BEGIN
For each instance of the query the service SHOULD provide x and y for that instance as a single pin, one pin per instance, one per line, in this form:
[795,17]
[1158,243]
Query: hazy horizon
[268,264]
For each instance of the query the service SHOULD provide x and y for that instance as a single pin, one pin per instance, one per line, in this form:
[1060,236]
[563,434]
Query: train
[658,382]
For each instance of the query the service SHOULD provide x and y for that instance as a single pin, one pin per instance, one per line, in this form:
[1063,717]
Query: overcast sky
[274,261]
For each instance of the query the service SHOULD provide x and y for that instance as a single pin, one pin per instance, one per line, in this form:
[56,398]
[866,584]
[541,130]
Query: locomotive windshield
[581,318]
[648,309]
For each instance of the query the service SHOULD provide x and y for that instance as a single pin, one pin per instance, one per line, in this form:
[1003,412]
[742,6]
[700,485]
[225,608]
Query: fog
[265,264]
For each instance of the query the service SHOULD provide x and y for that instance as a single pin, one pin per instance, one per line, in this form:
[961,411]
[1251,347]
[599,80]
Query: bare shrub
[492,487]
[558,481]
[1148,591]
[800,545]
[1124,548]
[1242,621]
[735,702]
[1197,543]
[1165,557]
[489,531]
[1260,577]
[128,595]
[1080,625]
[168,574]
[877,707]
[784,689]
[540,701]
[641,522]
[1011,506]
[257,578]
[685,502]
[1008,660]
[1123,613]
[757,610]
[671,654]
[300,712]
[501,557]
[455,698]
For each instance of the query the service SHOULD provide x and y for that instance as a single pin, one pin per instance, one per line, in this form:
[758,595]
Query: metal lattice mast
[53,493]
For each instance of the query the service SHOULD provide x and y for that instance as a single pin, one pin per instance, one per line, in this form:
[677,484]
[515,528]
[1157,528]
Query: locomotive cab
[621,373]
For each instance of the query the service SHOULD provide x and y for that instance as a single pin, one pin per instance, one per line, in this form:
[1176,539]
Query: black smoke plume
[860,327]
END
Give an exact transcription of the data shown above.

▸ **Response**
For each instance of the query the service SHOULD provide x and y for that instance as a single pin, one pin per instance, one per line, in this form:
[795,17]
[1158,243]
Query: hazy horizon
[268,264]
For each instance of the query the service SHOULD provide x and y for that instance as a single pin, one pin per instance, one per line, in this form:
[1060,236]
[563,434]
Query: train
[658,382]
For each instance of the query the service SHOULD provide x and y for that instance as a single pin, one pin per instance, one per line, in this form:
[1063,717]
Query: overcast sky
[274,261]
For each instance of the query the service SHOULD provide x and y for that instance as a single pin, one pin per instance, one per line, in this form:
[56,398]
[866,584]
[541,130]
Query: locomotive windshield
[581,318]
[648,309]
For each instance of the query the service SHOULD provide x and y for that instance as a single pin, one pin per instance, one per line, in this form:
[1003,412]
[742,6]
[700,485]
[225,608]
Query: fog
[265,264]
For each instance of the query the service SHOULD provide x and y for that instance as a single pin, one pin per instance, one per line, in this form:
[961,411]
[1251,347]
[599,80]
Query: bare shrub
[492,487]
[558,481]
[1148,591]
[800,545]
[1124,548]
[1242,621]
[735,702]
[1197,543]
[1165,557]
[489,531]
[1260,577]
[128,595]
[1080,625]
[168,574]
[877,707]
[784,689]
[540,701]
[641,522]
[1011,506]
[257,578]
[685,502]
[1008,660]
[1123,613]
[757,610]
[671,654]
[300,712]
[501,557]
[455,698]
For each instance of the query the service SHOULD provide x and y for that instance as a single pin, one pin per instance, one per line, in this form:
[758,595]
Query: metal lattice mast
[53,493]
For each instance of the query the service SHOULD provide x and y for that instance as a single pin, one pin per instance, one per line, in this form:
[677,484]
[515,528]
[1157,528]
Query: locomotive cab
[621,373]
For each instance of the query the service SHOULD provide x and y for that instance as a single pin, one pin per instance, one per line, in this form:
[1176,539]
Query: black smoke plume
[860,327]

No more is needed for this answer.